Records to use.

::::

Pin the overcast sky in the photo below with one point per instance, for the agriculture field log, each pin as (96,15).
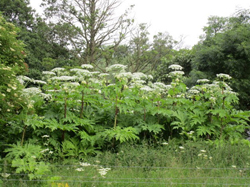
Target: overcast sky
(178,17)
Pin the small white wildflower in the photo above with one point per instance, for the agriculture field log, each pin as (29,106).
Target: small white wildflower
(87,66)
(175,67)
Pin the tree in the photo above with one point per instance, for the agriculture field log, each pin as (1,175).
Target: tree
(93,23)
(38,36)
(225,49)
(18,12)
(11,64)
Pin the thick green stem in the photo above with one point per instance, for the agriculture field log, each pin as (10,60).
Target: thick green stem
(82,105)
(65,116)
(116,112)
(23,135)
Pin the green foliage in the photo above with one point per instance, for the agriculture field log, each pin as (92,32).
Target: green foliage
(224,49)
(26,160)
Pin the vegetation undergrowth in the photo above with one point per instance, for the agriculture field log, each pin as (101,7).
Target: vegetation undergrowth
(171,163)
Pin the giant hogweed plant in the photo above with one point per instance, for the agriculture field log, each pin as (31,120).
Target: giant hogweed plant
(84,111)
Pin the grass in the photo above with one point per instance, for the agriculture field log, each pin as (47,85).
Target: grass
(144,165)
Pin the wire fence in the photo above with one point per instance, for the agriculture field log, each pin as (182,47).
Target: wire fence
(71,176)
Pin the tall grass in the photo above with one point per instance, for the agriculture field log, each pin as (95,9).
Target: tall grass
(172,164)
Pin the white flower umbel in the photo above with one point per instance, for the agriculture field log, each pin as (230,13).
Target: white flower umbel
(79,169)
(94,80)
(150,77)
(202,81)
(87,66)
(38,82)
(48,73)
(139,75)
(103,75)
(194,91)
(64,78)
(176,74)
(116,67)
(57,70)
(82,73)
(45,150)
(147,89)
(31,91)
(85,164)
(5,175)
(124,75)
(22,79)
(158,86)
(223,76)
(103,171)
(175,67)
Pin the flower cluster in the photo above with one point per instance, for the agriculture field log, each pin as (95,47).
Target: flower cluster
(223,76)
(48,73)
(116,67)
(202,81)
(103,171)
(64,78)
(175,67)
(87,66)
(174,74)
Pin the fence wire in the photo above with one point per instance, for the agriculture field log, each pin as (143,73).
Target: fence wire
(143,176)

::::

Your response should consist solely of the lines from the one containing "Target: white flower umbel" to the end of the entries, both ends included, exactly as they appear.

Target: white flower umbel
(79,169)
(94,80)
(150,77)
(202,81)
(87,66)
(38,82)
(48,73)
(139,75)
(103,75)
(194,91)
(64,78)
(176,74)
(116,67)
(57,70)
(82,73)
(45,150)
(147,89)
(31,91)
(85,164)
(5,175)
(124,75)
(22,79)
(158,86)
(223,76)
(103,171)
(175,67)
Pin the flower cluster in the photo above with one point per instance, for the agriculture field log, each pin as (95,47).
Target: flower cluster
(223,76)
(48,73)
(116,67)
(202,81)
(103,171)
(64,78)
(175,67)
(87,66)
(174,74)
Pin the fence wire in the photo above with one point per instance, for the agriculture field log, each pin as (143,73).
Target: fence wire
(143,176)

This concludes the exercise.